* [YOUR INSTRUCTIONS]
Copy out the whole abstract below on lipopeptide adjuvants in parasite vaccines, word for word.

* [SELECTED PASSAGE]
Background: Toll-like receptors (TLRs) play an important role in the innate and adaptive immune responses to pathogens, and are the target of new vaccine adjuvants. TLR2 plays a role in parasite recognition and activation of immune responses during cutaneous leishmaniasis infection, suggesting that TLR2 could be targeted by adjuvants for use in Leishmania vaccines. We therefore explored using Pam2CSK4 (Pam2) and Pam3CSK4 (Pam3) lipopeptide adjuvants, which activate TLR2/6 and TLR2/1 heterodimers respectively, in vaccine models for parasitic infections.
Methods: The use of lipopeptide adjuvants was explored using two vaccine models. For cutaneous leishmaniasis, the lipopeptide adjuvants Pam2 and Pam3 were compared to that of the Th1-driving double-stranded DNA TLR9 agonist CpG for their ability to improve the efficacy of the autoclaved Leishmania major (ALM) vaccine to protect against L. major infection. The ability of Pam2 to enhance the efficacy of a soluble Brugia malayi microfilariae extract (BmMfE) vaccine to protect against filarial infection was also assessed in a peritoneal infection model of B. malayi filariasis. Parasite antigen-specific cellular and humoral immune responses were assessed post-challenge.
Results: The use of lipopeptides in ALM-containing vaccines did not provide any protection upon infection with L. major, and Pam2 exacerbated the disease severity in vaccinated mice post-challenge. Pam2, and to a lesser extent Pam3, were able to elevate antigen-specific immune responses post-challenge in this model, but these responses displayed a skewed Th2 phenotype as characterised by elevated levels of IgG1. In the B. malayi vaccine model, the use of Pam2 as an adjuvant with BmMfE induced significant protective immunity to the same level as inclusion of an Alum adjuvant. Here, both Pam2 and Alum were found to enhance antigen-specific antibody production post-challenge, and Pam2 significantly elevated levels of antigen-specific IL-4, IL-5 and IL-13 produced by splenocytes.
Conclusions: These data indicate that TLR2/6-targeting ligands could be considered as adjuvants for vaccines that require robust Th2 and/or antibody-dependent immunity.

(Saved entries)
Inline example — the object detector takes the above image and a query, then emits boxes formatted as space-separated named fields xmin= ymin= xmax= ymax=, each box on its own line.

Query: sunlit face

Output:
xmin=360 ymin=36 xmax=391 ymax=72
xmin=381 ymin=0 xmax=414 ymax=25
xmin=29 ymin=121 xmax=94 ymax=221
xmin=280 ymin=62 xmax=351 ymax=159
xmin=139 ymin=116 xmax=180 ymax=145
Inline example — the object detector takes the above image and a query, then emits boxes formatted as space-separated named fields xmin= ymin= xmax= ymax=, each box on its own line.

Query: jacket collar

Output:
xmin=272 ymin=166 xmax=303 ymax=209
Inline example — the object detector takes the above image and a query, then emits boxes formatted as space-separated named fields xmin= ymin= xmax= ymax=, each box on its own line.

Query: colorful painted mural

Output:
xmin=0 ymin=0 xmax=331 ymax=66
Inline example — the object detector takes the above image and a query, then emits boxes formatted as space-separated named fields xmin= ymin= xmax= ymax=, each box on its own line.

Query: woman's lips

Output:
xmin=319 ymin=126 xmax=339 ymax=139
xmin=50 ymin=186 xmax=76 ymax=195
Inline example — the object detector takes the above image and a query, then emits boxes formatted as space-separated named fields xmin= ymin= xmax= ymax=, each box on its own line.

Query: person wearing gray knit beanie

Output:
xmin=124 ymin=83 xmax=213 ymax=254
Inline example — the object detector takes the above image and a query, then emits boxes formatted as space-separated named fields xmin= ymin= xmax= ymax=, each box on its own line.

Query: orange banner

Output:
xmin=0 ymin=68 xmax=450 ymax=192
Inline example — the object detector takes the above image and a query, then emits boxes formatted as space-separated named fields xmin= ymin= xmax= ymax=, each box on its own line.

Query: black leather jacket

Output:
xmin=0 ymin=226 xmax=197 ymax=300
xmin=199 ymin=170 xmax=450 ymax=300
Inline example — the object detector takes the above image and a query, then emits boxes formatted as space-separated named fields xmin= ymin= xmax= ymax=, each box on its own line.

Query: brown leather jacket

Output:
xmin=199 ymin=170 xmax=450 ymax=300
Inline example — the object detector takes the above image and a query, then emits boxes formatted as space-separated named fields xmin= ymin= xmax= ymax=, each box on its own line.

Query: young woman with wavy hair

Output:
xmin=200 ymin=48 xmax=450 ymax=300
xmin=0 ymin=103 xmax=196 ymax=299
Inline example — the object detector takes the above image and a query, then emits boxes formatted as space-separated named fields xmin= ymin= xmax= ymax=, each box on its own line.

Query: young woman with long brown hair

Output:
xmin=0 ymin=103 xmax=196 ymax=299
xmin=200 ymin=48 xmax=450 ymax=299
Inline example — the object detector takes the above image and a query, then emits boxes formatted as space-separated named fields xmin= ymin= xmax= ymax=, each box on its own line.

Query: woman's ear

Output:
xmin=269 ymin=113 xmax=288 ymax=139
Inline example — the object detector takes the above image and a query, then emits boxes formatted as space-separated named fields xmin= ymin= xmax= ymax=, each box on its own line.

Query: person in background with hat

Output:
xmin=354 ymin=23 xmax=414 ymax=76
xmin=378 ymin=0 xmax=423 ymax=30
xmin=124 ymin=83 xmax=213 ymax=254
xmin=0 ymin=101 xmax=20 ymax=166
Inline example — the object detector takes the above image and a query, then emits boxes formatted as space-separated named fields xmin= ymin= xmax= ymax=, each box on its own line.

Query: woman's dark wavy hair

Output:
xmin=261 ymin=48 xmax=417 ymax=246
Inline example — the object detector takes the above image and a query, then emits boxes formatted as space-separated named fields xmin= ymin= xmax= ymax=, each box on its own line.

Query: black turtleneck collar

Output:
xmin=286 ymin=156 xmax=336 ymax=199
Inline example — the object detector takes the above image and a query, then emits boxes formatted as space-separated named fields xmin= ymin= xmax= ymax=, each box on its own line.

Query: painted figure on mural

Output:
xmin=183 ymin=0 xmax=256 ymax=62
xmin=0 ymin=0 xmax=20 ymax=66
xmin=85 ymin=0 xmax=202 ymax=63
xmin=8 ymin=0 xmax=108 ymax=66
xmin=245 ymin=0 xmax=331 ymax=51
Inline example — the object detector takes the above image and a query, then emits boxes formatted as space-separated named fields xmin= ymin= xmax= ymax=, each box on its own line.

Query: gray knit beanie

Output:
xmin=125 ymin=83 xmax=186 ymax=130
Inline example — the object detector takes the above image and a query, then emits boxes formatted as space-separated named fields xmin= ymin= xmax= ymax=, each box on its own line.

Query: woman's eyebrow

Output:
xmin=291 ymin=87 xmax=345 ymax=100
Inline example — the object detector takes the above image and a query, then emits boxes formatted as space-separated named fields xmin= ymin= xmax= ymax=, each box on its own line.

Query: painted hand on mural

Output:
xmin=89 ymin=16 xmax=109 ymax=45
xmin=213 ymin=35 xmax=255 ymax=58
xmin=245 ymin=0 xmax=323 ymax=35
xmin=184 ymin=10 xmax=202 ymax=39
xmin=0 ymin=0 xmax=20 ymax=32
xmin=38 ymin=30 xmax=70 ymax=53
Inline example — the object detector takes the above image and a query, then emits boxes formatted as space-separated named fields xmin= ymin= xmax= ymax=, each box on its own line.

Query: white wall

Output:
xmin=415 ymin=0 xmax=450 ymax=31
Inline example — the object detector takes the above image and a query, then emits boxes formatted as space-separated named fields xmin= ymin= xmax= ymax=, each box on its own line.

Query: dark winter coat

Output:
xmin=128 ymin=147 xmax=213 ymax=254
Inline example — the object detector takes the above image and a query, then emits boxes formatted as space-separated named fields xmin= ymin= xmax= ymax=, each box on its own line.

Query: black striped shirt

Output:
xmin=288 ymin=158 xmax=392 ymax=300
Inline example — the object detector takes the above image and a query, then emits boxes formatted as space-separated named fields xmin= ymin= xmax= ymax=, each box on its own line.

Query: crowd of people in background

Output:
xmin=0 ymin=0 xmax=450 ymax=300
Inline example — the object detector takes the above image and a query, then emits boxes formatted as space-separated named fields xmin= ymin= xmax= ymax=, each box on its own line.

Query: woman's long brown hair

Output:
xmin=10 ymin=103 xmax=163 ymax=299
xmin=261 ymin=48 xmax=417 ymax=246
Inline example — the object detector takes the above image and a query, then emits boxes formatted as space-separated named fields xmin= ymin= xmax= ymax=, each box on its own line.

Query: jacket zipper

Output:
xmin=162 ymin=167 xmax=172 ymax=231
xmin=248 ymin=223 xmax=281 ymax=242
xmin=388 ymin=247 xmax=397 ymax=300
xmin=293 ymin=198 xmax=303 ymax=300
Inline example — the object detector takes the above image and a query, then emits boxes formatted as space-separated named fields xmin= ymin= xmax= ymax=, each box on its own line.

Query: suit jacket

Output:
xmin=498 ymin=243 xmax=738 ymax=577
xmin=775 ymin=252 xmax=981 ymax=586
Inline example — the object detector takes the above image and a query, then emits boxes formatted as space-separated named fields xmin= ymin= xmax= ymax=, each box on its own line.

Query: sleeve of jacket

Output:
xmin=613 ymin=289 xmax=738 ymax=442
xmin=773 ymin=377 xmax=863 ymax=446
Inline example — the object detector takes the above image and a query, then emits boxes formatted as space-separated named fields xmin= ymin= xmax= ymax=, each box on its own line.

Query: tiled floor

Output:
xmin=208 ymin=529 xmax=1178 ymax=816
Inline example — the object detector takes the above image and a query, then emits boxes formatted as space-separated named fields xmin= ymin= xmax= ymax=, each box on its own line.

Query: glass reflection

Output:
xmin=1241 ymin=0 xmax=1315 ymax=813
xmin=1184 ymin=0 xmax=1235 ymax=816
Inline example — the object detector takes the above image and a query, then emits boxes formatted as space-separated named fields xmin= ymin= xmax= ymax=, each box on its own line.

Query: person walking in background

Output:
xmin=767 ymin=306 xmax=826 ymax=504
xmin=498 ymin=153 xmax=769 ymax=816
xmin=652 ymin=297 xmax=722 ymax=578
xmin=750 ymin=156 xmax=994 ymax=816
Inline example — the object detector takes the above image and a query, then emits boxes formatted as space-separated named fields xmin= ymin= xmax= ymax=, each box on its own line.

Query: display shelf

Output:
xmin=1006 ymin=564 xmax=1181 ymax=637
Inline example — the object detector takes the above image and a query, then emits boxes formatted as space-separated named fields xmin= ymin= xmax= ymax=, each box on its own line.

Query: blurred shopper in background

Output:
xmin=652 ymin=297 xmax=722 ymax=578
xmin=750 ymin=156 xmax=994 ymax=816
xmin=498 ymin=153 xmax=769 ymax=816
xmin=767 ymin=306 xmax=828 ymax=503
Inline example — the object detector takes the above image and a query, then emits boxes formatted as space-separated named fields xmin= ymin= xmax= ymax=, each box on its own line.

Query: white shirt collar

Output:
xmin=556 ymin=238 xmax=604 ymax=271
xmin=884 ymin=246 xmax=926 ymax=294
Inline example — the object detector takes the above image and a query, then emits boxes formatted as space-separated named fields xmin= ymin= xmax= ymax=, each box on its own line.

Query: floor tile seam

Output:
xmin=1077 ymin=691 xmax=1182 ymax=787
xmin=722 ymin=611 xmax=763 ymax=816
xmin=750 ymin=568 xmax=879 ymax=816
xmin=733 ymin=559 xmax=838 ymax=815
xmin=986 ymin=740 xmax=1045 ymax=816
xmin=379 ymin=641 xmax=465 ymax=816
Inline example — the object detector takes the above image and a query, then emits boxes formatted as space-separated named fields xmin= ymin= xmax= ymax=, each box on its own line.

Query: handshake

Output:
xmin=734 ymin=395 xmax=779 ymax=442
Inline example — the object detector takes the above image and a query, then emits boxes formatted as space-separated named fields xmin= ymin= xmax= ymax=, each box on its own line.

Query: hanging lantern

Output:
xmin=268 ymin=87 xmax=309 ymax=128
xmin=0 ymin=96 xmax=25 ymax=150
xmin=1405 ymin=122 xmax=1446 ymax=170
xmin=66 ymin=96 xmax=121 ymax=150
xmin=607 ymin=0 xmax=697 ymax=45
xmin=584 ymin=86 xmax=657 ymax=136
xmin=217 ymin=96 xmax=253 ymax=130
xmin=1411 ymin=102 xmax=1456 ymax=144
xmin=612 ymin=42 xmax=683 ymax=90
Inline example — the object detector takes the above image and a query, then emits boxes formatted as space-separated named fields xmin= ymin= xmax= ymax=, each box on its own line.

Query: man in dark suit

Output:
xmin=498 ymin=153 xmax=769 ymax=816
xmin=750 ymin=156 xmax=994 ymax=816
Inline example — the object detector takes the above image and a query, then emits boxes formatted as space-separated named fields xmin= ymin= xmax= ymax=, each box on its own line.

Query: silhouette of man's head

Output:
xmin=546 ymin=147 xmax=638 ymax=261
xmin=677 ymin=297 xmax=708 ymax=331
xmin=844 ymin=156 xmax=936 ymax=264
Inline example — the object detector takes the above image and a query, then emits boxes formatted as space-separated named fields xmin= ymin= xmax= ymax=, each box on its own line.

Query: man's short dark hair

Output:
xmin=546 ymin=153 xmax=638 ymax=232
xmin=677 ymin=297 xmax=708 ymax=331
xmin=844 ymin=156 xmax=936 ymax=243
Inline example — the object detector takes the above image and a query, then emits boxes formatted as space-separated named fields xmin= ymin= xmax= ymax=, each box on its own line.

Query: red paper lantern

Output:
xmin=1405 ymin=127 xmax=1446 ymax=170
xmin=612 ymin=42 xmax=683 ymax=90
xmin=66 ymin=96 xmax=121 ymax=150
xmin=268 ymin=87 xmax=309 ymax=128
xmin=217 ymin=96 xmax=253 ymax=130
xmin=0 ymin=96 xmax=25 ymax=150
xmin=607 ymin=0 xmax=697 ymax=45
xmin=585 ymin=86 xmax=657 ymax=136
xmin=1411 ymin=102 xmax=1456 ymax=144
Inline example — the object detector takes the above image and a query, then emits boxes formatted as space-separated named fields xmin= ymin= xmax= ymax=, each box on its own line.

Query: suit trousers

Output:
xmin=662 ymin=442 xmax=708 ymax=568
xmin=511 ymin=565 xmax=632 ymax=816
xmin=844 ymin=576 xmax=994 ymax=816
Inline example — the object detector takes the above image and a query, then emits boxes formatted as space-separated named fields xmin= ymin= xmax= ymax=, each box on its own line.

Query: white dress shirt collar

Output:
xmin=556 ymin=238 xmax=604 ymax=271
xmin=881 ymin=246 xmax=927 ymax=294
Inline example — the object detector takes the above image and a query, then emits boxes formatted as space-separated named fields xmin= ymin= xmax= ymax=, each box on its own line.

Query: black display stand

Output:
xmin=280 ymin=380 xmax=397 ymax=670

* [EXERCISE RESPONSE]
Background: Toll-like receptors (TLRs) play an important role in the innate and adaptive immune responses to pathogens, and are the target of new vaccine adjuvants. TLR2 plays a role in parasite recognition and activation of immune responses during cutaneous leishmaniasis infection, suggesting that TLR2 could be targeted by adjuvants for use in Leishmania vaccines. We therefore explored using Pam2CSK4 (Pam2) and Pam3CSK4 (Pam3) lipopeptide adjuvants, which activate TLR2/6 and TLR2/1 heterodimers respectively, in vaccine models for parasitic infections.
Methods: The use of lipopeptide adjuvants was explored using two vaccine models. For cutaneous leishmaniasis, the lipopeptide adjuvants Pam2 and Pam3 were compared to that of the Th1-driving double-stranded DNA TLR9 agonist CpG for their ability to improve the efficacy of the autoclaved Leishmania major (ALM) vaccine to protect against L. major infection. The ability of Pam2 to enhance the efficacy of a soluble Brugia malayi microfilariae extract (BmMfE) vaccine to protect against filarial infection was also assessed in a peritoneal infection model of B. malayi filariasis. Parasite antigen-specific cellular and humoral immune responses were assessed post-challenge.
Results: The use of lipopeptides in ALM-containing vaccines did not provide any protection upon infection with L. major, and Pam2 exacerbated the disease severity in vaccinated mice post-challenge. Pam2, and to a lesser extent Pam3, were able to elevate antigen-specific immune responses post-challenge in this model, but these responses displayed a skewed Th2 phenotype as characterised by elevated levels of IgG1. In the B. malayi vaccine model, the use of Pam2 as an adjuvant with BmMfE induced significant protective immunity to the same level as inclusion of an Alum adjuvant. Here, both Pam2 and Alum were found to enhance antigen-specific antibody production post-challenge, and Pam2 significantly elevated levels of antigen-specific IL-4, IL-5 and IL-13 produced by splenocytes.
Conclusions: These data indicate that TLR2/6-targeting ligands could be considered as adjuvants for vaccines that require robust Th2 and/or antibody-dependent immunity.